### PROBLEM
Without pictures, retype the following entries exactly.

Top of INPUT MATERIAL

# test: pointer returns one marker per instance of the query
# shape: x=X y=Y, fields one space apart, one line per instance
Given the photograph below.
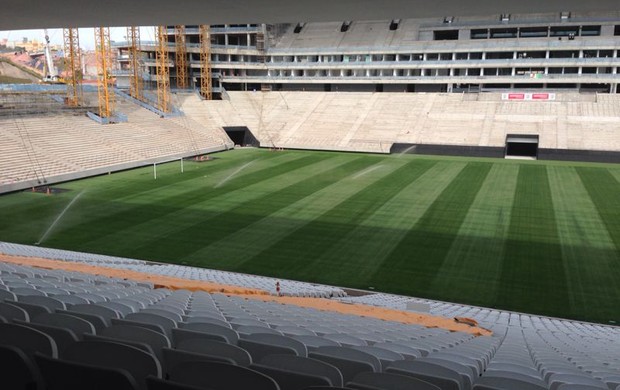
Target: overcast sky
x=87 y=35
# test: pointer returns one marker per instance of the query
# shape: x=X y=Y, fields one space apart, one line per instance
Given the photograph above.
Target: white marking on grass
x=62 y=213
x=221 y=183
x=367 y=170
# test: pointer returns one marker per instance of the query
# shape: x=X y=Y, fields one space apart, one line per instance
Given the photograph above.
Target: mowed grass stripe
x=367 y=249
x=242 y=245
x=168 y=225
x=533 y=278
x=108 y=219
x=590 y=256
x=208 y=174
x=326 y=249
x=189 y=241
x=604 y=190
x=475 y=256
x=420 y=254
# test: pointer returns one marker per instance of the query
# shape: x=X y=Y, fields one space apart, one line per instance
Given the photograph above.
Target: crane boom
x=51 y=73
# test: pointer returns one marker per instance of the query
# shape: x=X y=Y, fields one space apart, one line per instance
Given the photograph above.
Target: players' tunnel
x=241 y=135
x=521 y=146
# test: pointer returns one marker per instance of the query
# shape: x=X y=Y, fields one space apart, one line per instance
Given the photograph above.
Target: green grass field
x=529 y=236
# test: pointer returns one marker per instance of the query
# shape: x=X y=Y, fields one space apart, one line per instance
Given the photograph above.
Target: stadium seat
x=216 y=349
x=136 y=362
x=206 y=331
x=153 y=383
x=443 y=377
x=11 y=312
x=221 y=376
x=385 y=381
x=18 y=371
x=63 y=337
x=304 y=365
x=258 y=350
x=290 y=380
x=78 y=326
x=27 y=339
x=60 y=374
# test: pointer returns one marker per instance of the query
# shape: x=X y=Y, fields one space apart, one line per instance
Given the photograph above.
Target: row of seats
x=63 y=325
x=288 y=288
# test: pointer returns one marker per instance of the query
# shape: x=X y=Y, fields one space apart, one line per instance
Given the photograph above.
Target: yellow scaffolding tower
x=104 y=70
x=163 y=72
x=73 y=66
x=135 y=79
x=181 y=56
x=206 y=88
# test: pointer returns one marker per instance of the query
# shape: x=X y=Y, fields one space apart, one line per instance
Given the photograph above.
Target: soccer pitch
x=537 y=237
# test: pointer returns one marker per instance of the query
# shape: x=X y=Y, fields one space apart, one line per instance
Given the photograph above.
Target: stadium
x=345 y=195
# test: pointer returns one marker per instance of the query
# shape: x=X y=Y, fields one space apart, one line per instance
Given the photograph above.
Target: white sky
x=87 y=35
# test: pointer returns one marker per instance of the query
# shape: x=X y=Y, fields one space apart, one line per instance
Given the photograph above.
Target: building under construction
x=560 y=51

Bottom of INPUT MATERIAL

### REPLY
# test: pointer returns one marker per instance of the query
# shape: x=X y=Y, fields one space apart, one line per instance
Given the photograph below.
Target: overcast sky
x=87 y=35
# test: pointer returns one marker per instance of the query
# shape: x=X y=Y, fields one space apart, one line per instance
Given the photograph above.
Target: white marking on grass
x=62 y=213
x=221 y=183
x=367 y=170
# test: pointer returns one marker per instance of the query
# shape: x=X y=Y, fields one space apart, one line per instance
Given the photograph above.
Target: mowed grass stripe
x=367 y=249
x=242 y=245
x=168 y=225
x=533 y=278
x=108 y=219
x=590 y=256
x=208 y=174
x=326 y=249
x=189 y=241
x=604 y=190
x=475 y=256
x=420 y=254
# test: pointer returns one marker per instance of the query
# shape: x=X y=Y, fields one space apart, one line per instance
Given the photograph above.
Target: crane boom
x=51 y=73
# test: pointer returns one marker per instance of the query
# shape: x=X y=Y, fields one space apart, one line per instance
Given the photograph above.
Target: players' tunnel
x=241 y=135
x=521 y=146
# test: pointer returns one marker per instance of the query
# shape: x=X y=Y, fields one space apart, one line per instance
Given the photograph above.
Target: green grass field
x=529 y=236
# test: pointer returns one marker per instance of the query
# shape: x=X y=Y, fields one space apart, one line per instance
Given the photograph above.
Target: stadium seat
x=216 y=349
x=136 y=362
x=206 y=331
x=153 y=383
x=443 y=377
x=11 y=312
x=221 y=376
x=385 y=381
x=18 y=371
x=63 y=337
x=304 y=365
x=258 y=350
x=290 y=380
x=78 y=326
x=27 y=339
x=60 y=374
# test: pointer returns one marker per instance of the query
# shape: x=X y=Y, fields one space apart, one line per instance
Given the photograph above.
Target: row of seats
x=63 y=325
x=288 y=288
# test: pointer returns one marker per instance of the query
# shape: x=X y=Y, fields one space apart, one line per instance
Given the photograph above.
Target: yellow scaffolding tower
x=104 y=70
x=163 y=72
x=73 y=66
x=135 y=79
x=181 y=56
x=206 y=88
# test: pointer returns one marker per instance of the query
# shape: x=X y=Y, fields one space apart, one line per instance
Given the photograph above.
Target: soccer pitch
x=537 y=237
# test: pointer returns one marker per instance of the query
# shape: x=X y=Y, fields one space apart, one line per instance
Given the photograph above.
Target: stadium
x=345 y=195
# test: pointer returns one marker per instance of the query
# shape: x=X y=Y, fields one space apart, one line per instance
Given the photograph above.
Target: white sky
x=87 y=35
# test: pointer returns one marker per instance of the query
# shape: x=X y=Y, fields one space apart, one line per instance
Given the photograph above.
Target: building under construction
x=560 y=51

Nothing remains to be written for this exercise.